Though “it is the spirit that quickeneth, and the flesh profiteth nothing,” the grand reign of the Spirit will not commence until the material world shall be completely under man’s control.—Renan, Future of Science.
If truth is to obtain a complete victory, if Christianity is ever really to triumph on the earth, then must the State become Christian and science become Christian. Such then is the two-fold problem which our age is called upon to solve.—Frederich von Schlegel.
I come soon and will renew all things.—Scripture.
Frederich von Schlegel, in his Lecture “On the General Spirit of the Age,” (1846) says, There are in the history of the eighteenth century, many phenomena which occurred so suddenly, so instantaneously, that although on deeper consideration we may discover their efficient causes in the past, in the natural state of things, and in the general situation of the world, yet are there many circumstances which prove that there was a deliberate, though secret, preparation of events, as, indeed, in many instances has been actually demonstrated. In tracing the origin of this “secret and mysterious branch of illuminism,” and its influence in regard to the true restoration of society founded on the basis of Christian justice, Schlegel gives it as his opinion that the order of Templars was the channel by which this esoteric influence was introduced into the West, handing down the Solomonian traditions connected with the very foundation of this order, and the religious masonic symbols which admit of a Christian interpretation: but, as he says, the idea of an esoteric society for the propagation of any secret doctrine is not compatible with the very principle of Christianity itself; for Christianity is a divine mystery which lies open to all.

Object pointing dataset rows
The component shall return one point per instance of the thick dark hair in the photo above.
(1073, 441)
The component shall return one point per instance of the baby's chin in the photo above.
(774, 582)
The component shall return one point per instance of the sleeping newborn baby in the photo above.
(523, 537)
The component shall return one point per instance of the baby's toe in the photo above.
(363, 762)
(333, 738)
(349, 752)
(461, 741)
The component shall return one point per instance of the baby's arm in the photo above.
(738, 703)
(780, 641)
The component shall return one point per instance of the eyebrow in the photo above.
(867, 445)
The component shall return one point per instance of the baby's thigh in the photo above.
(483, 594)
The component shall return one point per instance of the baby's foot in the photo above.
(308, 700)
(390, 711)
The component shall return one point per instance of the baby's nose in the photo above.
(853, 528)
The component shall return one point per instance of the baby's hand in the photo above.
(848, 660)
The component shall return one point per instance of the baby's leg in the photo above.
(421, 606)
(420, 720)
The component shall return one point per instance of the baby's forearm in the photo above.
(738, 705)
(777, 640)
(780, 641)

▶ [TASK SET]
- a) Which sources are credited after the three quotations at the top of the text on Schlegel and illuminism? List each one as the text gives it.
- b) Condense the paragraph of the text on Schlegel and illuminism that begins "Frederich von Schlegel, in his Lecture" into a short bulleted list that keeps its main facts.
- c) Carry the text on Schlegel and illuminism forward from its final sentence.

▶ [RESULTS OF THE EXERCISE]
- a)
- Renan, Future of Science
- Frederich von Schlegel
- Scripture

- b)
- In his 1846 lecture "On the General Spirit of the Age," Schlegel says many eighteenth-century events happened so suddenly that, though they have natural causes, they show signs of deliberate, secret preparation.
- He traces the origin of this "secret and mysterious branch of illuminism" and its influence on restoring society on the basis of Christian justice.
- In his view, the order of Templars brought this esoteric influence to the West, handing down Solomonian traditions and religious masonic symbols that admit a Christian interpretation.
- He also holds that an esoteric society for spreading a secret doctrine conflicts with Christianity itself, which is a divine mystery open to all.

- c)
Continuing from Schlegel’s writings, the Christian faith has the living God and His revelation for its object, and is itself that revelation; hence every doctrine taken from this source is something real and positive, while, in science, the absolute is the idol of vain and empty systems, of dead and abstract reason. In the absolute spirit of our age, and in the absolute character of its factions, there is a deep-rooted intellectual pride, which is not so much personal or individual as social, for it refers to the historical destiny of mankind and of this age in particular. Actuated by this pride, a spirit exalted by moral energy, or invested with external power, fancies it can give a real existence to that which can only be the work of God; as from Him alone proceed all those mighty and real regenerations of the world, among which Christianity—a revolution in the high and divine sense of the word—occupies the first place. For the last three hundred years this human pride has been at work; a pride that wishes to originate events, instead of humbly awaiting them and of resting contented with the place assigned to it among those events …. It was indeed but a very small portion of this illuminism of the eighteenth century that was really derived from the truths of Christianity and the pure light of Revelation. The rest was the mere work of man, consequently vain and empty; or at least defective, corrupt in parts, and on the whole destitute of a solid foundation;—therefore devoid of all permanent strength and duration. But when once, after the complete victory of truth, the divine Reformation shall appear, that human Reformation which till now has existed will sink to the ground and disappear from the world. Then, by the universal triumph of Christianity, and the thorough religious regeneration of the age, of the world, and of governments themselves, will dawn the era of a true Christian Illuminism. This period is not perhaps so remote from our own as the natural indolence of the human mind would be disposed to believe, says Schlegel.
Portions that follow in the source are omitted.